Summarize the Can I Win problem write-up below in two sentences.

## begin Supplied passage

LeetCode Problem 464

Difficulty: 🟡 Medium
Topics: Math, Dynamic Programming, Bit Manipulation, Memoization, Game Theory, Bitmask

Solution

LeetCode 464 - Can I Win

Problem Understanding

This problem describes a two-player turn-based game. Players take turns choosing a number from a shared pool of integers ranging from 1 to maxChoosableInteger. Once a number is chosen, it cannot be used again for the rest of the game.

Each chosen number is added to a running total. The player who causes the running total to become greater than or equal to desiredTotal wins immediately.

The task is to determine whether the first player can force a win if both players play optimally.

The input consists of two integers:

• maxChoosableInteger defines the maximum selectable number, meaning the available numbers are 1 through maxChoosableInteger
• desiredTotal defines the target sum needed to win

The output is a boolean:

• true means the first player can guarantee victory
• false means the second player can always prevent the first player from winning

The constraints are important:

• maxChoosableInteger <= 20
• desiredTotal <= 300

The small upper bound of 20 strongly suggests that bitmasking is feasible. Since there are at most 20 numbers, every game state can be represented using a 20-bit integer. This observation is critical for the optimal solution.

Several edge cases appear immediately:

If desiredTotal == 0, the first player already satisfies the condition before making a move, so the answer is automatically true.

If the sum of all available numbers is still smaller than desiredTotal, then nobody can ever reach the target. In that case, the first player cannot win.

## end Supplied passage
## begin Data listing

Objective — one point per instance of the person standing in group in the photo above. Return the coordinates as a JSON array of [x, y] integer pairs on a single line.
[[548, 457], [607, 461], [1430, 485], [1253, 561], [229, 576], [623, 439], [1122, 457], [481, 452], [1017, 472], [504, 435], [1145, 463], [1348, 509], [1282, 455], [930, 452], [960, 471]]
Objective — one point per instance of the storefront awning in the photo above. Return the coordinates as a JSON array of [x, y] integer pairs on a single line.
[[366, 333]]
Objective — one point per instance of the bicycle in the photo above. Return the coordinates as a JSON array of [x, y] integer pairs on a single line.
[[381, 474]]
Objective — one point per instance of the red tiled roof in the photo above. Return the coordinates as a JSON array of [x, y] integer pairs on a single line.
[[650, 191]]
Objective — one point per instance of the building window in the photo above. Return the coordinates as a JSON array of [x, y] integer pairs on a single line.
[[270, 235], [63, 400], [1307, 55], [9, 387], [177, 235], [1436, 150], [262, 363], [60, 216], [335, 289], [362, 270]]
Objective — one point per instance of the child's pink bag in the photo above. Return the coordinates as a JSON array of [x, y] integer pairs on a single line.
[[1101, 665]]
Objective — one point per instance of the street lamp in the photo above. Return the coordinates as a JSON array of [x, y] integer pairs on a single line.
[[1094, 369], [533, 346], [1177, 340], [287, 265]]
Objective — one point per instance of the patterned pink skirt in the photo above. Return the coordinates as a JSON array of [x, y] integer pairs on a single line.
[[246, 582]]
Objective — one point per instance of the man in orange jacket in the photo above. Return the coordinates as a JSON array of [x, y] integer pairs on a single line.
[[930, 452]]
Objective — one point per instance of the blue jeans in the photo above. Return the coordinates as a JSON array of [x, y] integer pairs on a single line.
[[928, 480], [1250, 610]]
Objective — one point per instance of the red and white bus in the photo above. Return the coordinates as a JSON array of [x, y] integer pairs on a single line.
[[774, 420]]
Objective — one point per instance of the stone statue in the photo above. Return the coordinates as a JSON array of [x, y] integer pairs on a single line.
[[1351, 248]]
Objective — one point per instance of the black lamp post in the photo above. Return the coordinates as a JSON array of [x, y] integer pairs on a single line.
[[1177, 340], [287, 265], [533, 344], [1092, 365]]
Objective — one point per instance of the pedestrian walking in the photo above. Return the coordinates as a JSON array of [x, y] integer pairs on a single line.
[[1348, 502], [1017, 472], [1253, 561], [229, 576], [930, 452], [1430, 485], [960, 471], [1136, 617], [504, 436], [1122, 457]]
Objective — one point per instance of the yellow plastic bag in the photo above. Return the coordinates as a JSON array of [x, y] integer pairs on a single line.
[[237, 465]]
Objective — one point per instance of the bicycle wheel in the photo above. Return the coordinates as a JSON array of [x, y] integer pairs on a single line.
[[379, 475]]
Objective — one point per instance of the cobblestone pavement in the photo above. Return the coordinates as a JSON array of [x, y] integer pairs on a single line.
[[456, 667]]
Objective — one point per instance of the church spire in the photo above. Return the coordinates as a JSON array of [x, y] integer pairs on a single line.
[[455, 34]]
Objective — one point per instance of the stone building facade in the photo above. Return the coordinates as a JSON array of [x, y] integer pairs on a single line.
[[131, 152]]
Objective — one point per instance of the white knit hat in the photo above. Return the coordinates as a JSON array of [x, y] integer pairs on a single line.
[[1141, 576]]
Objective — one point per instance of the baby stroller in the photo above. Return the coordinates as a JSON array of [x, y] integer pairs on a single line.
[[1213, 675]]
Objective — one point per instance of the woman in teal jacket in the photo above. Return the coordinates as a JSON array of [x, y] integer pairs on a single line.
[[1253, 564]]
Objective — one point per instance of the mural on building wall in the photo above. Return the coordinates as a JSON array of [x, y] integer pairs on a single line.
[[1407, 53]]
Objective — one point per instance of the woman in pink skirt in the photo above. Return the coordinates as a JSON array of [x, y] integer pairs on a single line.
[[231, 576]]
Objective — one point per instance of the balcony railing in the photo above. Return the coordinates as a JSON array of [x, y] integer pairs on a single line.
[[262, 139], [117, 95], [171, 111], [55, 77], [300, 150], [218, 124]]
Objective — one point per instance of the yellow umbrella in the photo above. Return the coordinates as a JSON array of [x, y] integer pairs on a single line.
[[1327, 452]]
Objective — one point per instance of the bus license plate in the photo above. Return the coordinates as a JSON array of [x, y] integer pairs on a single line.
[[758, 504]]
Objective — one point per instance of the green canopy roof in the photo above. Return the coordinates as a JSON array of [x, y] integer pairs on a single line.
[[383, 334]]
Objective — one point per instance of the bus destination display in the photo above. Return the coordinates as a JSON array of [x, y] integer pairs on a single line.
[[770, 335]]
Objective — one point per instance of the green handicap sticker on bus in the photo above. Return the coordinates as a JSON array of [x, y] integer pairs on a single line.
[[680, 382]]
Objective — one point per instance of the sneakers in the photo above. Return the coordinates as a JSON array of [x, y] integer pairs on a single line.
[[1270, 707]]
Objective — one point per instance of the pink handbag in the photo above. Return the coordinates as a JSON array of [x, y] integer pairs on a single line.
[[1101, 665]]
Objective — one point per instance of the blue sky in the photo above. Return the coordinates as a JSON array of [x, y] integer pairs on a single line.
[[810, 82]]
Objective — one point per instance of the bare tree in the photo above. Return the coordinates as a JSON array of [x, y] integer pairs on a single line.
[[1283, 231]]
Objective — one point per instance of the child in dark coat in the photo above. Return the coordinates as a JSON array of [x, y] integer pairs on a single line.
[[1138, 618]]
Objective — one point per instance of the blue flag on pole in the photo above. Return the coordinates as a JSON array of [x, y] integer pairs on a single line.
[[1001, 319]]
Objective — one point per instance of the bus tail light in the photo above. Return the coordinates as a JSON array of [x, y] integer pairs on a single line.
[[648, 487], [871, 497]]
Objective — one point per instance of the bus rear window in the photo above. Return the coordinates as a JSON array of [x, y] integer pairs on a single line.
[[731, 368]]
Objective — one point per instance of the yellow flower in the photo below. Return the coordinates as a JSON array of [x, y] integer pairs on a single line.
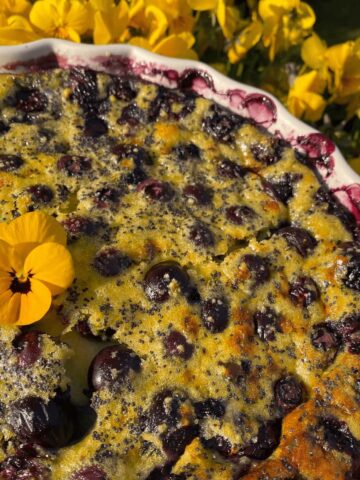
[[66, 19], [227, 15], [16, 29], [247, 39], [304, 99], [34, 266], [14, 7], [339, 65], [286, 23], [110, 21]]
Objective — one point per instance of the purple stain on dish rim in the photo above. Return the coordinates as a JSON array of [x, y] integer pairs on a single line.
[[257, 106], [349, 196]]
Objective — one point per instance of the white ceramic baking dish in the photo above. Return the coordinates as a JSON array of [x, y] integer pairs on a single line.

## end Data listing

§ **Response below**: Two players take turns picking unused integers from 1 to maxChoosableInteger and adding them to a running total, and whoever brings the total to at least desiredTotal wins. The task is to decide whether the first player can force a win under optimal play, and the cap of 20 on maxChoosableInteger makes it possible to represent each game state as a 20-bit integer.